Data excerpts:
• • • • •

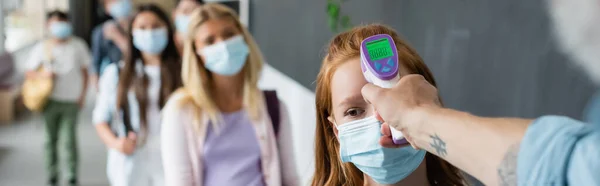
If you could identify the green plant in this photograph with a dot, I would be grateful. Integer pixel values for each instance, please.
(336, 20)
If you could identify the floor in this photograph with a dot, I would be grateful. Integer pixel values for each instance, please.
(21, 152)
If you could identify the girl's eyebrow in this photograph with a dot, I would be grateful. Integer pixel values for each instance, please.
(351, 100)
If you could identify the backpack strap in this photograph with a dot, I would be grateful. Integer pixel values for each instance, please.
(273, 108)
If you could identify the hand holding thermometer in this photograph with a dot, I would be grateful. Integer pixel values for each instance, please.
(379, 63)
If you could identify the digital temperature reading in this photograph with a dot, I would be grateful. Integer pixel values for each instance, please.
(379, 49)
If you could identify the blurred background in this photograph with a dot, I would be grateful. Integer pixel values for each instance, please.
(490, 58)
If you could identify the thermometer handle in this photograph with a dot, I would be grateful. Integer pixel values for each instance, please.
(397, 136)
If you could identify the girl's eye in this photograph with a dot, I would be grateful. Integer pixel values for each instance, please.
(354, 112)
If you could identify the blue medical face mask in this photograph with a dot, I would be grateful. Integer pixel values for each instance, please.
(120, 9)
(226, 58)
(151, 41)
(182, 22)
(359, 144)
(61, 30)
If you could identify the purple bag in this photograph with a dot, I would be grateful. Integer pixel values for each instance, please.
(273, 108)
(6, 70)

• • • • •

■ **WHAT THE EXERCISE ASKS**
Retype the whole of the data verbatim. Skip every picture.

■ **RESPONSE AREA**
If you could identify the green plant in this photograph with a dot, I would be grateful. Integer pixel values for each instance, please.
(336, 20)
If you could identify the floor in this photograph with a dot, I would be grateful. Integer pixel values for each instance, please.
(21, 152)
If you could identify the girl's eyebrow in this photograph with a dot, I would be grateful. Integer pixel values for each instance, please.
(351, 100)
If you could identify the backpack strap in this photograph with a dot, I would be grateful. Integer pixel values for each instance, please.
(273, 108)
If you could identify the hand holding thermometer in this photograph with a dot, I would be grateful. Integer pixel values for each instance, please.
(379, 63)
If you could identify the digital temperature reading in this photograph with a dot, I would be grateful. Integer pixel values for each instance, please.
(379, 49)
If you could identify the blurred background in this photograph with a dot, I would be grateful. Integer pixel values for each instance, please.
(490, 58)
If you could identify the thermometer handle in this photograph with a dot, I would be grateful. Integer pixel values for each instance, please.
(397, 136)
If you could identify the girl's eye in this photograph with a dot, I would be grateful. Integer pixel values for each instance, please.
(354, 112)
If you could identify the blue medical face mask in this photograph with a dot, I would be grateful. Integer pixel values for each instance, please.
(120, 9)
(226, 58)
(151, 41)
(182, 22)
(359, 144)
(61, 30)
If you could identify the purple bag in this photograph with a dot, I would be grateful. Integer pixel values for each instance, please.
(273, 108)
(6, 70)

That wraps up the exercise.